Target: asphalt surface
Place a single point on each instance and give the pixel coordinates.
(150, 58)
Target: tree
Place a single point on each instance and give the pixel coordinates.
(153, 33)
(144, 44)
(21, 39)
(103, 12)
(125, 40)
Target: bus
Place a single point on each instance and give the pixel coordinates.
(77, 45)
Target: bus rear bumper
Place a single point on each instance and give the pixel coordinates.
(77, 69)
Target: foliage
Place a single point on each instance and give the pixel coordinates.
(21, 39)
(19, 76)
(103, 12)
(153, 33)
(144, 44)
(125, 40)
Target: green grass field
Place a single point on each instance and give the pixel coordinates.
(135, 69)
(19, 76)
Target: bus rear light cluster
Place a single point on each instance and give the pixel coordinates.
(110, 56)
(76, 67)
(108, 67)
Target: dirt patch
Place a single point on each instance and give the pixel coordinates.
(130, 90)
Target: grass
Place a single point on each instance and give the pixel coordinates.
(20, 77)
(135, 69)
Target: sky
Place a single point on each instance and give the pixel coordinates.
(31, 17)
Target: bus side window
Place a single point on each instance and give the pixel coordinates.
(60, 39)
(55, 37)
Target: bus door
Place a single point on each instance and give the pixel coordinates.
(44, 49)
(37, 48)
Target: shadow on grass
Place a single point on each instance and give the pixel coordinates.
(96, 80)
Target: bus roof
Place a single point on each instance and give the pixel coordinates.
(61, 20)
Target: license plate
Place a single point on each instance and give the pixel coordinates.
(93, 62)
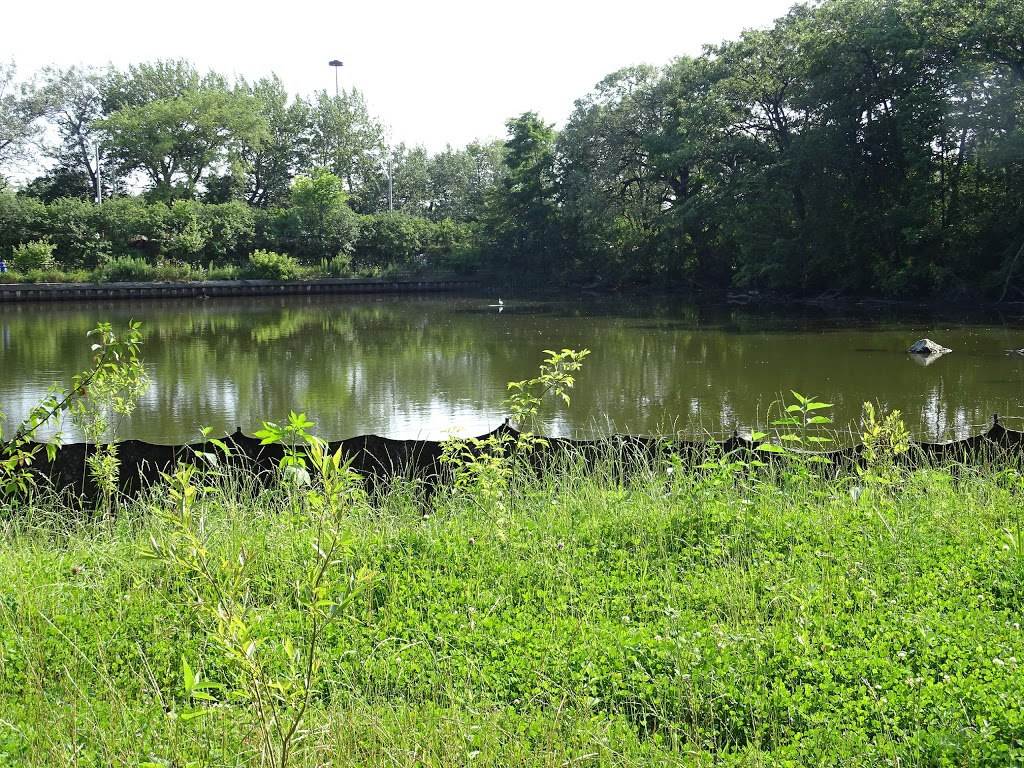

——

▶ Task statement
Can you rewrite all the records with every "pixel coordinates" renamed to "image coordinates", keeping everything else unchanged and leaving out the pictures?

▶ Solution to the exercise
Target: asphalt surface
Place a single point on each instance and give the image coordinates.
(150, 58)
Target: tree
Place a single point on each instance and give the image coordinates.
(153, 33)
(144, 44)
(21, 39)
(103, 12)
(125, 40)
Target: bus
Place a single point on each instance and give the image coordinates.
(77, 45)
Target: bus rear bumper
Place a single point on each instance and give the image coordinates.
(77, 69)
Target: foliage
Place a single point on each instance and give the image coordinates.
(21, 39)
(19, 76)
(103, 12)
(153, 33)
(144, 44)
(125, 40)
Target: green grass field
Place a single point on each instance and give the image coordinates.
(135, 69)
(19, 76)
Target: bus rear light cluster
Place a single point on each instance and give the image coordinates.
(110, 56)
(76, 67)
(108, 67)
Target: dirt patch
Place a single point on each instance and give the image coordinates.
(130, 90)
Target: grass
Place a single point on each instance and give the image coordinates.
(20, 77)
(135, 69)
Target: sky
Place a single point on each instance and give the image coordinates.
(31, 17)
Target: bus side window
Place a single point on each instance and give the image coordinates.
(60, 39)
(55, 37)
Target: bus door
Place a single point on each instance and give the image coordinates.
(44, 49)
(37, 48)
Target: shadow on grass
Place a single point on each instance and give the image coordinates.
(96, 80)
Target: bus roof
Place a single point on each instance and give the image coordinates.
(61, 20)
Target: license plate
Place a single point on each instance and give the image coordinates.
(93, 62)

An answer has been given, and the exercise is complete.